PROBLEM SET:
1) From the regulations passage, quote the words from "A properly written" to "performance is disappointing.".
2) Answer these questions using the regulations passage:
(a) In what year was the US Employee Retirement Income Security Act enacted?
(b) Which agency regularly asks to review the IPS when auditing an ERISA plan?
(c) What does the passage say an IPS provides "most importantly"?
3) Sum up the regulations passage in two sentences.

Start of SUPPLIED TEXT

Regulations
There are two levels of legal and regulatory oversight: the legal requirements for clients who are fiduciaries or trustees for an account, and the regulations applicable to an advisor's practice. It is important to understand the requirements for each.

ERISA
An investment policy is required under virtually all investor circumstances, with the exception of individual investors. According to the US Employee Retirement Income Security Act of 1974, as amended (ERISA), for every qualified company retirement plan (e.g., 401[k], profit sharing, pension, 403[b]) there are certain fiduciary responsibilities for managing the plan assets with the care, skill, prudence and diligence of a prudent expert and by diversifying the investments of the plan so as to minimize the risk of large losses. The IPS documents these fiduciary responsibilities and ensures fiduciaries are adhering to these responsibilities.

When auditing an ERISA plan, the U.S. Department of Labor regularly asks to review the associated IPS. This is due to ERISA regulations requiring that employee benefit plans are managed to ensure that investment firms meet their financial responsibility to the employees covered by such plans. Under ERISA, all qualified plan trustees have a special responsibility to “prudently” manage their plan assets for the sole benefit of the plan participants. ERISA and the Department of Labor have established the following prudent procedures for plan trustees:
 An investment policy must be established 
 Plan assets must be diversified 
 Investment decisions must be made with the skill and care of a prudent expert 
 Prohibited transactions must be avoided 

A properly written IPS should help ensure compliance with these required procedures. The IPS sets forth the objectives, restrictions, funding requirements and general investment structure for the management of the plan's assets, and provides the basis for evaluating the plan's investment results. By establishing the criteria and procedures for selecting investments and investment managers, an IPS can minimize “Monday morning quarterbacking” if investment performance is disappointing.

An IPS also can help trustees communicate a plan's investment guidelines and procedures to those assisting in the investment process, such as investment advisors or money managers. Finally, and most importantly, an IPS provides a guide for making future investment decisions. Having and using the policy statement compels the trustees to be more disciplined and systematic, which in itself should improve the odds of meeting the investment goals.

End of SUPPLIED TEXT
Start of PROVIDED DATA

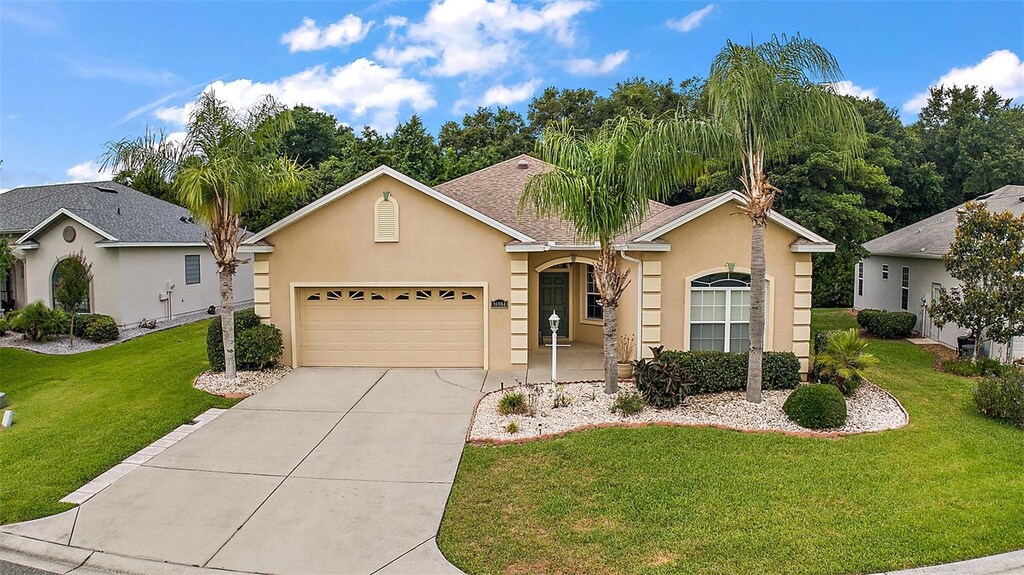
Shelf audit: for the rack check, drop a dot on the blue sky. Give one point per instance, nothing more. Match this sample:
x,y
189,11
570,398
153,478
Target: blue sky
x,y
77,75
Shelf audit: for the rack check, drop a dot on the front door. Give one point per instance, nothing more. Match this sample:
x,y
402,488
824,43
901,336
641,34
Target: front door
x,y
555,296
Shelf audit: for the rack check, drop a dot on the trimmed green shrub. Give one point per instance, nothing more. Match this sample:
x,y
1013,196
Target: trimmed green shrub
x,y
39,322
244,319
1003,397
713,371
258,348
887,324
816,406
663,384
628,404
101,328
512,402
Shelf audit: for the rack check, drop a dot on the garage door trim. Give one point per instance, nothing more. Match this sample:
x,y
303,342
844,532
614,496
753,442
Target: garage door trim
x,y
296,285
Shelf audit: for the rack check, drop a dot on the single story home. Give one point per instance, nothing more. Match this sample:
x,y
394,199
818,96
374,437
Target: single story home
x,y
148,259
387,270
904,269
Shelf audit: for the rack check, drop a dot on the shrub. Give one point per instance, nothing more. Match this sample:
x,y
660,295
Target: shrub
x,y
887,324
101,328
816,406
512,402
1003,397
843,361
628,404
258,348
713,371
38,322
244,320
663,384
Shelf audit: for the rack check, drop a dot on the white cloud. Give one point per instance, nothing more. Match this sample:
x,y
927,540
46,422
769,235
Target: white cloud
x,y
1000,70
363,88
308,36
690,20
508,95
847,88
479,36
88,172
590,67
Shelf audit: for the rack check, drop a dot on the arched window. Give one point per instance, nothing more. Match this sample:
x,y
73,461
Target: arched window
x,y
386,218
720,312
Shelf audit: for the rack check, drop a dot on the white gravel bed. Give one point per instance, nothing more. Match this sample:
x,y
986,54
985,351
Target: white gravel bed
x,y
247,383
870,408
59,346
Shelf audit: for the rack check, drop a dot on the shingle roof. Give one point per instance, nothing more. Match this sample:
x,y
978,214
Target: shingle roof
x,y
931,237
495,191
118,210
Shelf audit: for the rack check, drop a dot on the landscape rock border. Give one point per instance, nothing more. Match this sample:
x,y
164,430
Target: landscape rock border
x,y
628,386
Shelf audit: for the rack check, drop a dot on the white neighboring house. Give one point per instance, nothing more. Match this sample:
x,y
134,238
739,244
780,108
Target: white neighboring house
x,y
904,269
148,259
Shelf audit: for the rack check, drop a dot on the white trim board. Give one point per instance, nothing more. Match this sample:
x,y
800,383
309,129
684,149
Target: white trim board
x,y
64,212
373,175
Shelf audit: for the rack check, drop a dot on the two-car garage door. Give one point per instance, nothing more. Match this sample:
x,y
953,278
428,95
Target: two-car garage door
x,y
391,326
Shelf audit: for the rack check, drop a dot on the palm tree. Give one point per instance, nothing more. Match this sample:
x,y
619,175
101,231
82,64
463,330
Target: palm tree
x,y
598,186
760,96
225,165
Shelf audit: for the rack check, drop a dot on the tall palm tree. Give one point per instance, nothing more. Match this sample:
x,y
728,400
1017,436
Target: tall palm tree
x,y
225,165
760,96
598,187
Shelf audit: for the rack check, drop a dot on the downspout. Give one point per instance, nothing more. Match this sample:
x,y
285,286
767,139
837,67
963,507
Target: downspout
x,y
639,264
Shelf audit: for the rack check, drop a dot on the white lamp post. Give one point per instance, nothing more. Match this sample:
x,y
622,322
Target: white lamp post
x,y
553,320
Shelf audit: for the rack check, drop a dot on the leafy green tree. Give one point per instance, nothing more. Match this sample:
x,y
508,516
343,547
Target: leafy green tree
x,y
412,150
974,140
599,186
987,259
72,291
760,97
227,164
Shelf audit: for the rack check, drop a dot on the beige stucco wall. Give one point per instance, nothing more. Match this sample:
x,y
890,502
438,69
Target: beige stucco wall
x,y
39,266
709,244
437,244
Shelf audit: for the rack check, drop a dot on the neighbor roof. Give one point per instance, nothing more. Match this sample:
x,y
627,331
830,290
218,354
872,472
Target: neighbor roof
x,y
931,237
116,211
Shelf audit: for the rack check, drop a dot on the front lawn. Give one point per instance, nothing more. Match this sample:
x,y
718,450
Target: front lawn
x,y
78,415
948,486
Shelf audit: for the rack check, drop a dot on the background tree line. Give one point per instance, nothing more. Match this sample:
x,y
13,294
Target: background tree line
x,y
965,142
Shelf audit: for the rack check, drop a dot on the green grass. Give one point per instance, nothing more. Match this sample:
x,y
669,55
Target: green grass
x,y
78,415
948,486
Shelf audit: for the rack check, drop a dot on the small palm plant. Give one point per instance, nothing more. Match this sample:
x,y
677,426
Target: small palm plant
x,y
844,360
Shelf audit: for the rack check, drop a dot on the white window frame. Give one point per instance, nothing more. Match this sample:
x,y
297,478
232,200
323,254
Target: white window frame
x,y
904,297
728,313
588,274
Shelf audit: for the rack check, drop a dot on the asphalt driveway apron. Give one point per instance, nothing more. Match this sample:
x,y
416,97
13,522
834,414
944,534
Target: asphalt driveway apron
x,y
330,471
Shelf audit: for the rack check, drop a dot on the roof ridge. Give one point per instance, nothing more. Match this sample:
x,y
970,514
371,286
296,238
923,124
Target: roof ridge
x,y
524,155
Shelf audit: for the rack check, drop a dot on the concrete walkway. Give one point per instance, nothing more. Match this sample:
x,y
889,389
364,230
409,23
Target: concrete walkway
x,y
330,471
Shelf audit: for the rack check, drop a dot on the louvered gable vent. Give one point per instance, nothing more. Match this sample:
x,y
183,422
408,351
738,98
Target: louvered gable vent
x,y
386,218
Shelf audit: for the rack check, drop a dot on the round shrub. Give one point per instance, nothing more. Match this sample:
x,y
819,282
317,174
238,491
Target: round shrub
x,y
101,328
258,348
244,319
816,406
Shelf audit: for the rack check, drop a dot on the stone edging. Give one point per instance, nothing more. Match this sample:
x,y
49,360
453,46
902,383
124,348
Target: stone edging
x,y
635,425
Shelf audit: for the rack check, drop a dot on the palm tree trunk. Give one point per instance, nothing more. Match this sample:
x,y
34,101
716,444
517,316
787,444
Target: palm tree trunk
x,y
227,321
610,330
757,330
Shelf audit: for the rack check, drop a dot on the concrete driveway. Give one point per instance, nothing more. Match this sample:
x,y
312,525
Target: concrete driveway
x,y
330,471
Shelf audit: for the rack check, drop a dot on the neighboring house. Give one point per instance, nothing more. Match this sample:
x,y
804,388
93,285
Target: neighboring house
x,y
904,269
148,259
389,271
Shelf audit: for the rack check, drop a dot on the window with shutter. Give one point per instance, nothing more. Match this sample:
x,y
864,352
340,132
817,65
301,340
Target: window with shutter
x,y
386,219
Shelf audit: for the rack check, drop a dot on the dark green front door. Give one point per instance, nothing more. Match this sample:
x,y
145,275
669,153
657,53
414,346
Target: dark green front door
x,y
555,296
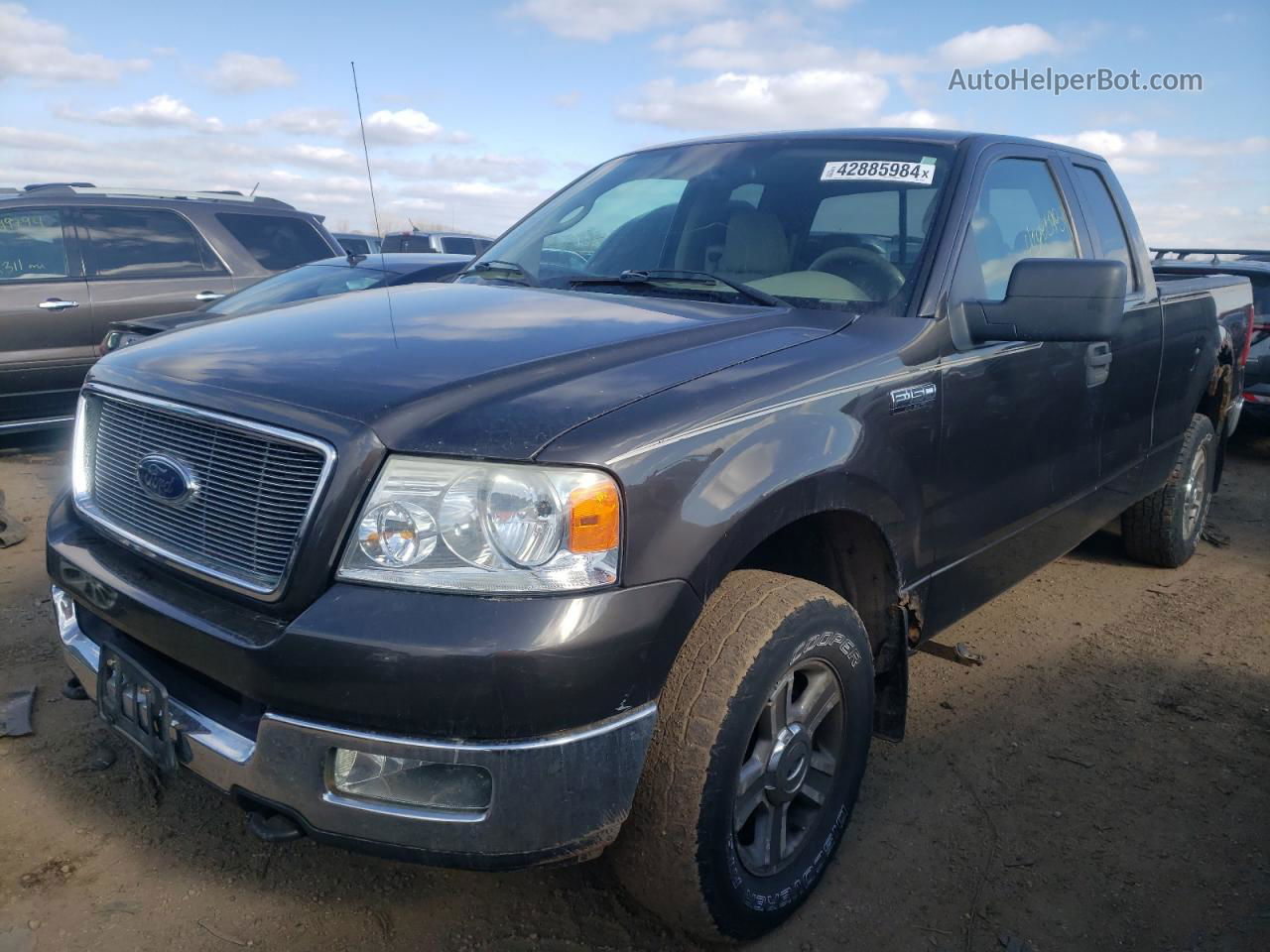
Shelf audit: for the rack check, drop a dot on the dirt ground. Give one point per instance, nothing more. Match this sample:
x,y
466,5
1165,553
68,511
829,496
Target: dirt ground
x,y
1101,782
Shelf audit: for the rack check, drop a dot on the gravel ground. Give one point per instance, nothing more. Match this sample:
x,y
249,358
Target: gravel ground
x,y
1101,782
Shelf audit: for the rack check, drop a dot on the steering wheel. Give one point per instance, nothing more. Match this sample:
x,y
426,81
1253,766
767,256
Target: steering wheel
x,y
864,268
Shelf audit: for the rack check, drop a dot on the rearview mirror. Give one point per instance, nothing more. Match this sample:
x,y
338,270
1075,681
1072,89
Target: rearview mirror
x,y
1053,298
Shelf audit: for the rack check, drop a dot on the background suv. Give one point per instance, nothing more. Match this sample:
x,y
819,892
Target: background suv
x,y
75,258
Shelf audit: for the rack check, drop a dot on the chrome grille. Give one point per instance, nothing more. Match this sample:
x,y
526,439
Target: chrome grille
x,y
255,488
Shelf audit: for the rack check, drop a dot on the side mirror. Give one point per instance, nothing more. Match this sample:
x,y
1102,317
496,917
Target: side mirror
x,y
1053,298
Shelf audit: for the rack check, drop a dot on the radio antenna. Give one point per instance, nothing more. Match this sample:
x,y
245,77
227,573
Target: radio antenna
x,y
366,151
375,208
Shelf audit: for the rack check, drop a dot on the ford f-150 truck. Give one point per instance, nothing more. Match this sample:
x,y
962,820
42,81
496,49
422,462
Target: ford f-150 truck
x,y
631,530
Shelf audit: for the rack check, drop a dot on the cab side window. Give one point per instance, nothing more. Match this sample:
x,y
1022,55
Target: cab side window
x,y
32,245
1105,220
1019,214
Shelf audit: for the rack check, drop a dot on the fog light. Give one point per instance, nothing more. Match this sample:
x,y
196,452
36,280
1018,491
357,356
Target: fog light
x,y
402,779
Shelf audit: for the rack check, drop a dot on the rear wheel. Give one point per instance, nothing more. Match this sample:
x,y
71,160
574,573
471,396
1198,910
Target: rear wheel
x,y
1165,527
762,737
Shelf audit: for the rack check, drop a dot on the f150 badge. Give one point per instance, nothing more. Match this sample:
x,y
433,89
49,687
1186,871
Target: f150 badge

End of PROVIDED DATA

SET OF ANSWERS:
1)
A properly written IPS should help ensure compliance with these required procedures. The IPS sets forth the objectives, restrictions, funding requirements and general investment structure for the management of the plan's assets, and provides the basis for evaluating the plan's investment results. By establishing the criteria and procedures for selecting investments and investment managers, an IPS can minimize “Monday morning quarterbacking” if investment performance is disappointing.

2)
(a) 1974
(b) The U.S. Department of Labor
(c) A guide for making future investment decisions

3) Under ERISA, trustees of qualified company retirement plans must manage plan assets prudently for the sole benefit of participants, which includes setting an investment policy, diversifying assets, investing with expert skill and care, and avoiding prohibited transactions. A properly written IPS helps ensure compliance with these procedures by setting out the plan's objectives, restrictions and investment structure, giving a basis for judging results, and guiding future investment decisions.